### TEXTE À LIRE
Lignée transgénique d’Eimeria magna exprimant des gènes marqueurs : une protéine fluorescente jaune => marquage du noyau, et une protéine fluorescente rouge => marquage du cytoplasme

 

Trois autres communications abordent la possibilité de vaccination avec des antigènes recombinants. Mais pour chacune, il s'agit d'une approche préliminaire car la plupart des travaux présentés constituent plutôt des mises au point méthodologiques pour construire des souches transgéniques par ingénierie génétique, que de véritables essais de vaccination.

Tao et al., .ont utilisé E. magna et se sont intéressés à une protéine, la "profiline" (déjà identifiée chez E. tenella et E. acervulina), qui joue un rôle dans l'invasion de la cellule hôte et de la migration du parasite jusqu'à son site de développement chez les apicomplexes (Toxoplasma gondii, Neospora caninum, Eimeria spp...). La séquence génomique codante pour la profiline a d'abord été identifiée chez E. magna, puis clonée et enfin son expression révélée au niveau postérieur du cytoplasme et au niveau membranaire des sporozoites d'E. magna.
Les mêmes auteurs, Tao et al., ont construit par transfection (électroporation des sporozoites) et en utilisant des séquences régulatrices de E. tenella et Toxoplasma gondii, une lignée transgénique de E. magna exprimant des gènes marqueurs : une protéine fluorescente jaune et une protéine fluorescente rouge. Ces marqueurs fluorescents ont permis de vérifier qu'ils étaient exprimés durant toutes les étapes du cycle parasitaire (lors de la gamogonie, de la sporogonie et des différentes schizogonies).

Enfin, Shi et al., utilisant la même technologie que Tao et al, mais avec un seul marqueur fluorescent et chez E. intestinalis, obtiennent des résultats similaires concernant l'expression du gène marqueur, tout au long du cycle du parasite. De plus des essais in vivo montrent que la souche transfectée se multiplie moins et est moins virulente que la souche sauvage mais qu'elle reste très immunogène (protège les animaux vis-à-vis d'une inoculation d'épreuve avec la souche sauvage).

 

Toutes ces approches démontrent qu'il est possible de transfecter des sporozoites et d'obtenir des lignées de coccidies susceptibles d'exprimer des gènes d'intérêt dans le cadre d'une vaccination ou d'être utilisée en tant que telles comme vaccin. Cependant, comme le souligne Xuo dans son rapport introductif, un long chemin reste à parcourir avant d'obtenir des vaccins recombinants commercialisables, car de nombreuses questions restent en suspens : quels sont les antigènes et combien seront nécessaires pour induire une immunité protectrice contre plusieurs espèces sur le terrain ? Quelle est la meilleure voie d'administration ? Comment faire en sorte que l'expression de l'antigène exogène soit suffisante pour induire des réponses immunitaires protectrices, tant quantitatives que qualitatives ? Quelle réponse faut-il privilégier (humorale, cellulaire, muqueuse ?), etc...

### LA CONSIGNE
D'après le texte à lire ci-dessus, expliquez, s'il vous plaît, pourquoi les trois communications sur la vaccination avec des antigènes recombinants ne constituent qu'une approche préliminaire. Répondez en une à trois phrases.

Items issus d'un jeu de données

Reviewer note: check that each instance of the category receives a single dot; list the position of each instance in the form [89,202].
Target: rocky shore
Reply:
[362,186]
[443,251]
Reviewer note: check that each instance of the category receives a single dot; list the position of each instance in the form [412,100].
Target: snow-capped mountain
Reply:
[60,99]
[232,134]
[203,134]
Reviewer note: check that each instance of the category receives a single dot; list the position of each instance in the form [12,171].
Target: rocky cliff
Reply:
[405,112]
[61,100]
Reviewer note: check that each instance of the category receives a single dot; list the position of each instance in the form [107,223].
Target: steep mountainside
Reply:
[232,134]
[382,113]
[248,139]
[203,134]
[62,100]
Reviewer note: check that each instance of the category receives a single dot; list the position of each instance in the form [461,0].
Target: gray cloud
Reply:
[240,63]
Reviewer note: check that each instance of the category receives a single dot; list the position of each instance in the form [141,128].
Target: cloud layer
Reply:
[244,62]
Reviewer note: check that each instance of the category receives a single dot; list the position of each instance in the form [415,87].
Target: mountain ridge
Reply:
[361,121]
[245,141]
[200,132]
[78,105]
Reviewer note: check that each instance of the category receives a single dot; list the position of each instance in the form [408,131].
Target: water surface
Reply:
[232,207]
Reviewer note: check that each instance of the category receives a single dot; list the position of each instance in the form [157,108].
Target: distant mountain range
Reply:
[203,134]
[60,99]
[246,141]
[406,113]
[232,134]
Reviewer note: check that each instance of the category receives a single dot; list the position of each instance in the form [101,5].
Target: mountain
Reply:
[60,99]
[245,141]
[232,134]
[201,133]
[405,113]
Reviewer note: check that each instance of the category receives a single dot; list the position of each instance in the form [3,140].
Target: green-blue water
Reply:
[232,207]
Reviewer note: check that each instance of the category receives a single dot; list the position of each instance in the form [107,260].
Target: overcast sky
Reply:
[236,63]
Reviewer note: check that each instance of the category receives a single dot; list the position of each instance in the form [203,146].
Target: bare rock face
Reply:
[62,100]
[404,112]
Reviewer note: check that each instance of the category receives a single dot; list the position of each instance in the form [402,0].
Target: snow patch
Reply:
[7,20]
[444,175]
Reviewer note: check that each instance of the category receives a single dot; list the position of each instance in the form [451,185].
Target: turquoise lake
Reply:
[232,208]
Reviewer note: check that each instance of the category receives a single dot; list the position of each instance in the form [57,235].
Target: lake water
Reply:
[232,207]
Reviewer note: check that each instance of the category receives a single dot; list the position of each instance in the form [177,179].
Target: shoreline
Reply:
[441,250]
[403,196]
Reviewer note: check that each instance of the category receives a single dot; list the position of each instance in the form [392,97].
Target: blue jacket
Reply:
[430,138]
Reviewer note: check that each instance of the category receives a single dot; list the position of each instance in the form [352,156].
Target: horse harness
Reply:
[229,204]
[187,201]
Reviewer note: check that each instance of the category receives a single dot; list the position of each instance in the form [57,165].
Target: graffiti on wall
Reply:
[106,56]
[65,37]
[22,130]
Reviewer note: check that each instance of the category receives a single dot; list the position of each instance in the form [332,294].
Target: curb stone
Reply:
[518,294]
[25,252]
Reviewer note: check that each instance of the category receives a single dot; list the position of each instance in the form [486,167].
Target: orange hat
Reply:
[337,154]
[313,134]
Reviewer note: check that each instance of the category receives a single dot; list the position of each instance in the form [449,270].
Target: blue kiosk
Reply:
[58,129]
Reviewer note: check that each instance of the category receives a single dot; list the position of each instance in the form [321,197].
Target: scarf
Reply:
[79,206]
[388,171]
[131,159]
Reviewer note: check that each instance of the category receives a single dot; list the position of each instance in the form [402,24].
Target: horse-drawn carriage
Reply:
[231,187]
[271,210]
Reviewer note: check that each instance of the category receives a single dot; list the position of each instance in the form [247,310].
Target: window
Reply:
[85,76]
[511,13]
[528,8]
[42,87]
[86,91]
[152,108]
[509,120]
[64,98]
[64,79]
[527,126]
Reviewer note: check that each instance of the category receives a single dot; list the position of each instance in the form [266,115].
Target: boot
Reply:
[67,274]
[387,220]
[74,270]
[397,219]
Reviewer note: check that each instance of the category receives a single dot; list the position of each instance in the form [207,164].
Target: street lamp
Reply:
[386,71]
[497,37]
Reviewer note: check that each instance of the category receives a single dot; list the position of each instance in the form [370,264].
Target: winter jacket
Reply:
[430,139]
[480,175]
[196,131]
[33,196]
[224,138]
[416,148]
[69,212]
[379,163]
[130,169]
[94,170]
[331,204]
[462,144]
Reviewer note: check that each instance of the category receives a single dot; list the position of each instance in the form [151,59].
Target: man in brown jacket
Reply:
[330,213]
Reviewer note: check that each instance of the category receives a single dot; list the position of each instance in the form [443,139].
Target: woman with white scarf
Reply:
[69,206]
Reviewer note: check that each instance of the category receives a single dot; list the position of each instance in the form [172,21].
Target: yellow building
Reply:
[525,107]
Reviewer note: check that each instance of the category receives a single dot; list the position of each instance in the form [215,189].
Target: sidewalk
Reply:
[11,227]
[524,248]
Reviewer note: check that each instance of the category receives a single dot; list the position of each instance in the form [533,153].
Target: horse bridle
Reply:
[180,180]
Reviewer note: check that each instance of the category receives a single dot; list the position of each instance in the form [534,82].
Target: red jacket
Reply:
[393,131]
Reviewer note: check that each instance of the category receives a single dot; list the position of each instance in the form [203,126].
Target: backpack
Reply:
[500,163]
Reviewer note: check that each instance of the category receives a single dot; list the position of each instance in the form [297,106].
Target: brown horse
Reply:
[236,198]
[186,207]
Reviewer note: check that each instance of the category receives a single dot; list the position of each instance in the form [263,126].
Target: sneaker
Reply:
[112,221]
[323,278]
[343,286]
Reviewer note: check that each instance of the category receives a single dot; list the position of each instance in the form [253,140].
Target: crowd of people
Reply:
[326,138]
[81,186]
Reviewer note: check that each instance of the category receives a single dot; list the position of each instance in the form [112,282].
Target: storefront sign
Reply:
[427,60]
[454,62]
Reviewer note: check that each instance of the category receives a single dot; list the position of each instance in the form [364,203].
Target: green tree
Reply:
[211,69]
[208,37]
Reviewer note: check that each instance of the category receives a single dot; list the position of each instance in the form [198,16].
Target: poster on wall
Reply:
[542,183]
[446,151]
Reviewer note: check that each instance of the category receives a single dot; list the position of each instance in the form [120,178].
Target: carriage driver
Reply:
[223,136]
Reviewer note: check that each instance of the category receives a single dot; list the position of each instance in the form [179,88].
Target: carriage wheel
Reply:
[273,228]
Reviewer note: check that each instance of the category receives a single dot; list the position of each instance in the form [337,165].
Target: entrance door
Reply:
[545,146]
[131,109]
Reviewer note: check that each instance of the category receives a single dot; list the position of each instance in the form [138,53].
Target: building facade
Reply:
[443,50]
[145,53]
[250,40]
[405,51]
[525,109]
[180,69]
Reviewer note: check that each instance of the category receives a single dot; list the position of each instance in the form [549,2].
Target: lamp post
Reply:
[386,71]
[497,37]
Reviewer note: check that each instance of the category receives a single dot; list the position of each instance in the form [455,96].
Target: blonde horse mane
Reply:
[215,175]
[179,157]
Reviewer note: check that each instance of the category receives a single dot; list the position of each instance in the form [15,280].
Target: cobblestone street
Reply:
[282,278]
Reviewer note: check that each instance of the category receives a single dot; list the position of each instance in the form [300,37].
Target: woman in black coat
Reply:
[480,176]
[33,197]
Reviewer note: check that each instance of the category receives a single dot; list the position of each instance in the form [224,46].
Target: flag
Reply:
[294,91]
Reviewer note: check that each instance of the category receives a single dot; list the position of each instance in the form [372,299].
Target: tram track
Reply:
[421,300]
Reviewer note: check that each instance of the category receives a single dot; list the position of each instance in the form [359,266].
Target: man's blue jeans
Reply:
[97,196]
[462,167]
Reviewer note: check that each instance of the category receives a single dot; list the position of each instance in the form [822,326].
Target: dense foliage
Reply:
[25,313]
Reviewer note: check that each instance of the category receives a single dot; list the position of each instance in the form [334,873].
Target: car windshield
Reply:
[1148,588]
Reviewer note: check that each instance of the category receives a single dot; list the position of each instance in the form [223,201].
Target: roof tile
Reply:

### RÉPONSE ATTENDUE
Ces communications relèvent d'une approche préliminaire parce que la plupart des travaux présentés sont surtout des mises au point méthodologiques pour construire des souches transgéniques par ingénierie génétique. Il ne s'agit donc pas de véritables essais de vaccination.